(Shape boundary entries)
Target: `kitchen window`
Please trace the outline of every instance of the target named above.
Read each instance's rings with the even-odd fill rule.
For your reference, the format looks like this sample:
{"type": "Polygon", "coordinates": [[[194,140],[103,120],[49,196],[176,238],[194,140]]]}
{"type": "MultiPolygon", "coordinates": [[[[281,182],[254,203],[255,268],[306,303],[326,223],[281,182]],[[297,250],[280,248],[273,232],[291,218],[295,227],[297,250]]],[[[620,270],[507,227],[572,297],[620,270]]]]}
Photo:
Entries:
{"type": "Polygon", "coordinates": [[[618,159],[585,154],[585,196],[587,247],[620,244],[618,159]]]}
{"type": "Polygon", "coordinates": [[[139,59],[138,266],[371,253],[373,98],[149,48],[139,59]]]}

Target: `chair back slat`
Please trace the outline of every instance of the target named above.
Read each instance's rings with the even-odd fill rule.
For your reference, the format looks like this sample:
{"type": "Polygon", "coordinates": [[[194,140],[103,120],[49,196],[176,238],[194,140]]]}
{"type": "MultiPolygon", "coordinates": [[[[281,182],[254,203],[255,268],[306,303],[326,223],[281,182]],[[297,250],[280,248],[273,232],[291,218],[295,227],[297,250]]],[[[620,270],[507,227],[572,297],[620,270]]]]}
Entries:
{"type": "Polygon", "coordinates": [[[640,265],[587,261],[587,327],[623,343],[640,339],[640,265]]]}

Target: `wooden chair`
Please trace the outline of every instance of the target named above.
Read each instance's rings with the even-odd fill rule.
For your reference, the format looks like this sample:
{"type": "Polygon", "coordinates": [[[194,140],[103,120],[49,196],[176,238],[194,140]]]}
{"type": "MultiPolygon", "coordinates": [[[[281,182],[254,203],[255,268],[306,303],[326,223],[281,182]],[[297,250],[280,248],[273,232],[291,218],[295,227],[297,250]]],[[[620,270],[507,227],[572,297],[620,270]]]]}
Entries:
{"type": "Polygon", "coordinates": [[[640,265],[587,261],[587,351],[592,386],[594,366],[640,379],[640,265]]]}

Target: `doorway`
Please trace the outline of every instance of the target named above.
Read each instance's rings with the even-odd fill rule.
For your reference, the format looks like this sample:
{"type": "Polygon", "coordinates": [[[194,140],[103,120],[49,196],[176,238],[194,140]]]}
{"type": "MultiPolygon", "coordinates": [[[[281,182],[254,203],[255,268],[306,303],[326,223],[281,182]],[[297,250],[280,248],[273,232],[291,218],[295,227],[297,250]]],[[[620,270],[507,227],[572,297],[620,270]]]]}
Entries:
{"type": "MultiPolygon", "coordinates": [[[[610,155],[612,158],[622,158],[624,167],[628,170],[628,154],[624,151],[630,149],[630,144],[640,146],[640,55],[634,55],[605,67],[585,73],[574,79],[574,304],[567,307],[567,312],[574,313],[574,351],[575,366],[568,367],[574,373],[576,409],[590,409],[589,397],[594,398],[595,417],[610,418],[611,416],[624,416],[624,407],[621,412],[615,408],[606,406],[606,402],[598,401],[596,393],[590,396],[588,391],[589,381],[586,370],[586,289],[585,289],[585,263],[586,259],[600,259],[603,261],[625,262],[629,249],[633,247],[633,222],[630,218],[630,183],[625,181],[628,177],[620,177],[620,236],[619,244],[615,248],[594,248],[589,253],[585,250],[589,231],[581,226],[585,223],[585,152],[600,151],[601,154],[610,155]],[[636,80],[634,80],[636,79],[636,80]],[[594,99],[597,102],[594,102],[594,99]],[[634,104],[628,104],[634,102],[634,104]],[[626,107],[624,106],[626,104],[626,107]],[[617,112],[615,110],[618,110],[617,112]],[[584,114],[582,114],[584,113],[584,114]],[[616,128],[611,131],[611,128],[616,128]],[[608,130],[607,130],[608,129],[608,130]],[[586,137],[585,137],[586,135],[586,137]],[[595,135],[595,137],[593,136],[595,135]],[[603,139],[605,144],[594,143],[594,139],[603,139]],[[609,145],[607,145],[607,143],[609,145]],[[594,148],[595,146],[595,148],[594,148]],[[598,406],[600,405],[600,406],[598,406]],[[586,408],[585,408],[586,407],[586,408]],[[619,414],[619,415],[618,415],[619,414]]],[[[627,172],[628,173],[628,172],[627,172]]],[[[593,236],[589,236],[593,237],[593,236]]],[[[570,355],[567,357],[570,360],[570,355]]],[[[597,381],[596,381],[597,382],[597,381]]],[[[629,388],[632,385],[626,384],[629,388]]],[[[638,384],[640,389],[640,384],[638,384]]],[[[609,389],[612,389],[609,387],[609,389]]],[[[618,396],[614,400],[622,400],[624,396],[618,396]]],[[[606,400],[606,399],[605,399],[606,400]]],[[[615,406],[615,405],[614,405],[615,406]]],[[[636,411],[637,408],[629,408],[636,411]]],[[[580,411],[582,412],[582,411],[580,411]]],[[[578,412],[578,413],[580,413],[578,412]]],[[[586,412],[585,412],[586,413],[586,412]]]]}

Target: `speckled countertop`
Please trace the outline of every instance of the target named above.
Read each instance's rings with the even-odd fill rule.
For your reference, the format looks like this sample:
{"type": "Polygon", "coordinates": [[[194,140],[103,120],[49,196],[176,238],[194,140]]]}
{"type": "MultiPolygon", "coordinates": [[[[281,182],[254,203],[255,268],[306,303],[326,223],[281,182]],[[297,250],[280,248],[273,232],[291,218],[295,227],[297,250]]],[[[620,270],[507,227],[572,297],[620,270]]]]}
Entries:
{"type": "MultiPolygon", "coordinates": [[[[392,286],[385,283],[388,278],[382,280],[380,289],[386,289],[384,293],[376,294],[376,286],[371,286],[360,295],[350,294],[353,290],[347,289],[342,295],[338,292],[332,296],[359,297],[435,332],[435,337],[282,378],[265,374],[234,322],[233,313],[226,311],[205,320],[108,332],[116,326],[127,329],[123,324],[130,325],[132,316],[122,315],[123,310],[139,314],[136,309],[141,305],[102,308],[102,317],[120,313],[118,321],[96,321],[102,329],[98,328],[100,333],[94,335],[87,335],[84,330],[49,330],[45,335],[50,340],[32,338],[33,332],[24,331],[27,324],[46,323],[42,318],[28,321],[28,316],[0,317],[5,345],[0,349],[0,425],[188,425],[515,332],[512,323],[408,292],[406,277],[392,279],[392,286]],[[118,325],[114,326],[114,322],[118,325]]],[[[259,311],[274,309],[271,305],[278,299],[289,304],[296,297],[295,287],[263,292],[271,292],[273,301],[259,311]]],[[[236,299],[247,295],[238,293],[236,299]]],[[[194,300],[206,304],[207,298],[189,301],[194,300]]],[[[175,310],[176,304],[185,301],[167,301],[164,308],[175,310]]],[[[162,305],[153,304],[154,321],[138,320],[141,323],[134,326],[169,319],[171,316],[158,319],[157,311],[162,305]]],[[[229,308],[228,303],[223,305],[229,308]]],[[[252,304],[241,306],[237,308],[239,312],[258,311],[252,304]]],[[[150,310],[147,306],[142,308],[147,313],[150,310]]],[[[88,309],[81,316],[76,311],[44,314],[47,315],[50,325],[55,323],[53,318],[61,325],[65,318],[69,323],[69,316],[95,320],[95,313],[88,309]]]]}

§ THE TASK: Reproduce the material above without altering a single character.

§ ANSWER TO THIS EXERCISE:
Target: `kitchen window`
Please trace the outline of every instance of the target named above.
Read each instance's rings with the even-odd fill rule.
For your reference, the format looks like this sample:
{"type": "Polygon", "coordinates": [[[194,140],[103,120],[49,196],[176,238],[194,140]]]}
{"type": "MultiPolygon", "coordinates": [[[[281,182],[254,203],[255,268],[306,303],[326,223],[281,182]],[[297,250],[280,248],[273,232],[291,218],[295,227],[297,250]]],[[[620,270],[507,227],[572,297],[620,270]]]]}
Photo:
Entries:
{"type": "Polygon", "coordinates": [[[618,159],[585,154],[585,196],[587,247],[620,244],[618,159]]]}
{"type": "Polygon", "coordinates": [[[139,59],[138,266],[371,253],[373,98],[149,48],[139,59]]]}

Target: `chair back slat`
Please trace the outline of every instance of the target named above.
Read each instance's rings with the even-odd fill rule.
For your reference, the format looks like this sample:
{"type": "Polygon", "coordinates": [[[194,140],[103,120],[49,196],[176,238],[194,140]]]}
{"type": "MultiPolygon", "coordinates": [[[[281,182],[254,203],[255,268],[306,303],[326,223],[281,182]],[[297,250],[280,248],[273,232],[291,218],[295,227],[297,250]]],[[[620,270],[507,227],[572,297],[620,270]]]]}
Entries:
{"type": "Polygon", "coordinates": [[[640,265],[587,261],[587,327],[623,343],[640,339],[640,265]]]}

Target: `wooden chair`
Please trace the outline of every instance of the target named above.
Read each instance's rings with the even-odd fill rule.
For your reference, the format looks like this sample:
{"type": "Polygon", "coordinates": [[[194,140],[103,120],[49,196],[176,238],[194,140]]]}
{"type": "MultiPolygon", "coordinates": [[[[281,182],[254,203],[255,268],[306,303],[326,223],[281,182]],[[297,250],[280,248],[273,232],[291,218],[295,227],[297,250]]],[[[620,270],[507,227],[572,297],[620,270]]]]}
Entries:
{"type": "Polygon", "coordinates": [[[640,265],[587,261],[587,351],[592,386],[594,366],[640,379],[640,265]]]}

Target: `doorway`
Please trace the outline of every instance of the target named above.
Read each instance's rings with the even-odd fill rule.
For your reference, the format looks like this sample:
{"type": "Polygon", "coordinates": [[[194,140],[103,120],[49,196],[176,238],[194,140]]]}
{"type": "MultiPolygon", "coordinates": [[[[281,182],[254,203],[255,268],[306,303],[326,223],[281,182]],[[297,250],[280,248],[273,232],[291,218],[295,227],[297,250]]],[[[620,270],[507,227],[572,297],[620,270]]]]}
Entries:
{"type": "MultiPolygon", "coordinates": [[[[610,155],[612,158],[622,158],[624,167],[628,170],[628,154],[624,151],[630,149],[630,144],[640,146],[640,55],[634,55],[605,67],[585,73],[574,79],[574,304],[567,307],[567,312],[574,313],[574,351],[575,366],[568,367],[574,373],[576,409],[590,409],[589,397],[594,398],[595,417],[610,418],[611,416],[624,416],[624,407],[621,412],[615,408],[606,406],[606,402],[598,401],[596,393],[590,396],[588,391],[589,381],[586,370],[586,289],[585,289],[585,263],[586,259],[600,259],[603,261],[625,262],[629,249],[633,247],[633,222],[630,218],[630,183],[625,181],[628,177],[620,177],[620,236],[619,244],[615,248],[594,248],[589,253],[585,250],[589,231],[581,226],[585,223],[585,152],[600,151],[601,154],[610,155]],[[636,80],[634,80],[636,79],[636,80]],[[594,99],[597,102],[594,102],[594,99]],[[634,104],[628,104],[634,102],[634,104]],[[626,107],[624,106],[626,104],[626,107]],[[617,112],[615,110],[618,110],[617,112]],[[584,114],[582,114],[584,113],[584,114]],[[616,128],[611,131],[611,128],[616,128]],[[608,130],[607,130],[608,129],[608,130]],[[586,137],[585,137],[586,135],[586,137]],[[595,135],[595,137],[593,136],[595,135]],[[603,139],[605,144],[594,143],[594,139],[603,139]],[[609,145],[607,145],[607,143],[609,145]],[[594,148],[595,146],[595,148],[594,148]],[[598,406],[600,405],[600,406],[598,406]],[[586,408],[585,408],[586,407],[586,408]],[[619,414],[619,415],[618,415],[619,414]]],[[[627,172],[628,173],[628,172],[627,172]]],[[[593,236],[589,236],[593,237],[593,236]]],[[[570,355],[567,357],[570,360],[570,355]]],[[[597,381],[596,381],[597,382],[597,381]]],[[[629,388],[632,385],[626,384],[629,388]]],[[[638,384],[640,389],[640,384],[638,384]]],[[[609,389],[612,389],[609,387],[609,389]]],[[[618,396],[614,400],[622,400],[624,396],[618,396]]],[[[606,400],[606,399],[605,399],[606,400]]],[[[615,406],[615,405],[614,405],[615,406]]],[[[636,411],[637,408],[629,408],[636,411]]],[[[580,411],[582,412],[582,411],[580,411]]],[[[578,412],[578,413],[580,413],[578,412]]],[[[586,412],[585,412],[586,413],[586,412]]]]}

Target: `speckled countertop`
Please trace the outline of every instance of the target named above.
Read each instance's rings with the even-odd fill rule.
For your reference, the format looks like this sample:
{"type": "Polygon", "coordinates": [[[194,140],[103,120],[49,196],[176,238],[194,140]]]}
{"type": "MultiPolygon", "coordinates": [[[[281,182],[254,203],[255,268],[306,303],[326,223],[281,182]],[[297,250],[280,248],[273,232],[291,218],[295,227],[297,250]]],[[[620,270],[507,227],[572,297],[620,270]]]]}
Entries:
{"type": "MultiPolygon", "coordinates": [[[[392,286],[385,283],[388,278],[382,280],[380,289],[386,289],[384,293],[376,294],[376,286],[371,286],[360,295],[350,294],[353,290],[347,289],[342,295],[338,292],[332,296],[359,297],[435,332],[435,337],[282,378],[265,374],[234,322],[233,313],[226,311],[205,320],[108,332],[116,326],[127,329],[123,324],[130,325],[132,316],[122,315],[123,310],[139,314],[136,309],[141,305],[102,308],[102,317],[120,313],[118,321],[96,321],[102,329],[98,328],[100,333],[94,335],[87,335],[84,330],[49,330],[45,335],[50,340],[32,338],[33,332],[24,331],[27,324],[46,323],[42,318],[28,321],[28,316],[0,317],[5,345],[0,349],[0,425],[188,425],[515,332],[512,323],[408,292],[406,277],[392,279],[392,286]],[[118,325],[114,326],[114,322],[118,325]]],[[[259,311],[274,309],[271,305],[278,299],[289,304],[296,297],[295,287],[263,292],[271,292],[273,301],[259,311]]],[[[236,299],[247,295],[238,293],[236,299]]],[[[194,300],[206,304],[207,298],[189,301],[194,300]]],[[[175,310],[176,304],[185,301],[167,301],[164,308],[175,310]]],[[[162,305],[153,304],[154,321],[138,320],[141,323],[134,326],[169,319],[171,316],[158,319],[157,311],[162,305]]],[[[229,308],[228,303],[223,305],[229,308]]],[[[252,304],[241,306],[237,308],[239,312],[258,311],[252,304]]],[[[150,310],[147,306],[142,308],[147,313],[150,310]]],[[[88,309],[81,316],[76,311],[44,314],[47,315],[50,325],[55,323],[53,318],[61,325],[65,318],[69,323],[69,316],[95,320],[95,313],[88,309]]]]}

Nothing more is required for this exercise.